# Direction
Print out the entries below with no edits.

----------------------------------------

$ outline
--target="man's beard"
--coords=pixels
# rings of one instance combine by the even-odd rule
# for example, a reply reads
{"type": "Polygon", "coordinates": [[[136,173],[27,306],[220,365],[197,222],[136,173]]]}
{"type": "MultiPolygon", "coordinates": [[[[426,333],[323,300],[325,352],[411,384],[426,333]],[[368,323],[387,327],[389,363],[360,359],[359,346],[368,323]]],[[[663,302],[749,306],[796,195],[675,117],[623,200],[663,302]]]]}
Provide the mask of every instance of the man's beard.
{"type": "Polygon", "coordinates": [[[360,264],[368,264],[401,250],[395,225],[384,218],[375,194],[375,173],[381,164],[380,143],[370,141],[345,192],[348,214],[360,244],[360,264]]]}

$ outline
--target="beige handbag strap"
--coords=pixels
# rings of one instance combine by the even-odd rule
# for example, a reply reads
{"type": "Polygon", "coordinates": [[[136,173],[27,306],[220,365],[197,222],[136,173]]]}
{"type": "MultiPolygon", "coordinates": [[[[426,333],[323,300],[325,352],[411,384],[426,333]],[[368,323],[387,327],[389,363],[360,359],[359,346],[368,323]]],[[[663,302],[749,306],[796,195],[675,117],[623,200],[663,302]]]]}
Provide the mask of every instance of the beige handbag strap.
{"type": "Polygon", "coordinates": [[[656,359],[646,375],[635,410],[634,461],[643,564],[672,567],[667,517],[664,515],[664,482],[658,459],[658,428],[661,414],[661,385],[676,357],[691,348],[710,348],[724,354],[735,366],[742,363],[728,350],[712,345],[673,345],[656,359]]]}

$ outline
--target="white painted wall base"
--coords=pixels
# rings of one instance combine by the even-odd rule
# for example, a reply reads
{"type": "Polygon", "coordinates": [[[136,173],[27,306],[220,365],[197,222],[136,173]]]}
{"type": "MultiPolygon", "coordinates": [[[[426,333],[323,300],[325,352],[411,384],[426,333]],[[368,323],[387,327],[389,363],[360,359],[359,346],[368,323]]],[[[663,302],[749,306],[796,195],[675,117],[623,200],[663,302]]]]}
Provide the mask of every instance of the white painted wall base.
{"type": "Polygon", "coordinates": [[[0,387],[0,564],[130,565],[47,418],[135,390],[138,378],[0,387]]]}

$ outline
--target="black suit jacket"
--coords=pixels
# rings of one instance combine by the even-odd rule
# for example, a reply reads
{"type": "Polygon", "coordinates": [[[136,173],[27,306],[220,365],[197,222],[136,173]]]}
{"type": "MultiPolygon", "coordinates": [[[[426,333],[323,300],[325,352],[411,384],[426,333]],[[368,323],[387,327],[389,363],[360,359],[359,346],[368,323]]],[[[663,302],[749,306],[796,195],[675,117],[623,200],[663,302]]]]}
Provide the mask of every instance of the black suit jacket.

----------------------------------------

# Worked answer
$ outline
--target="man's beard"
--coords=pixels
# rings of one instance combine by the even-odd rule
# for example, a reply reads
{"type": "Polygon", "coordinates": [[[136,173],[27,306],[220,365],[197,222],[136,173]]]}
{"type": "MultiPolygon", "coordinates": [[[[426,333],[323,300],[325,352],[411,384],[426,333]],[[368,323],[387,327],[389,363],[360,359],[359,346],[368,323]]],[[[663,302],[749,306],[796,195],[675,117],[623,200],[663,302]]]]}
Provide the mask of every instance of the man's beard.
{"type": "Polygon", "coordinates": [[[360,264],[368,264],[401,250],[395,225],[384,218],[375,194],[375,173],[381,164],[380,143],[370,141],[345,192],[348,214],[360,244],[360,264]]]}

$ outline
--target="beige handbag strap"
--coords=pixels
# rings of one instance combine by the even-odd rule
# for example, a reply reads
{"type": "Polygon", "coordinates": [[[136,173],[27,306],[220,365],[197,222],[136,173]]]}
{"type": "MultiPolygon", "coordinates": [[[[426,333],[323,300],[325,352],[411,384],[426,333]],[[368,323],[387,327],[389,363],[360,359],[359,346],[368,323]]],[[[663,302],[749,306],[796,195],[675,117],[623,200],[663,302]]]]}
Provide the mask of every instance of the beige handbag strap.
{"type": "Polygon", "coordinates": [[[656,359],[646,375],[635,410],[634,461],[643,564],[672,567],[667,517],[664,515],[664,482],[658,459],[658,428],[661,414],[661,385],[676,357],[691,348],[710,348],[724,354],[735,366],[742,363],[728,350],[712,345],[673,345],[656,359]]]}

$ outline
--target="white painted wall base"
--coords=pixels
# rings of one instance combine by the even-odd rule
# for example, a reply reads
{"type": "Polygon", "coordinates": [[[136,173],[27,306],[220,365],[197,222],[136,173]]]}
{"type": "MultiPolygon", "coordinates": [[[[426,333],[323,300],[325,352],[411,384],[426,333]],[[368,323],[387,327],[389,363],[360,359],[359,346],[368,323]]],[[[663,302],[749,306],[796,195],[675,117],[623,200],[663,302]]]]}
Provide the mask of every instance of the white painted wall base.
{"type": "Polygon", "coordinates": [[[0,387],[0,564],[130,565],[47,418],[135,390],[138,378],[0,387]]]}

$ outline
--target="black suit jacket"
--coords=pixels
# rings of one instance combine by the even-odd rule
# for example, a reply reads
{"type": "Polygon", "coordinates": [[[136,173],[27,306],[220,365],[197,222],[136,173]]]}
{"type": "MultiPolygon", "coordinates": [[[[426,333],[323,300],[325,352],[411,384],[426,333]],[[368,323],[387,327],[389,363],[360,359],[359,346],[368,323]]],[[[663,302],[749,306],[796,195],[675,117],[623,200],[663,302]]]]}
Provide the mask of every instance of the black suit jacket.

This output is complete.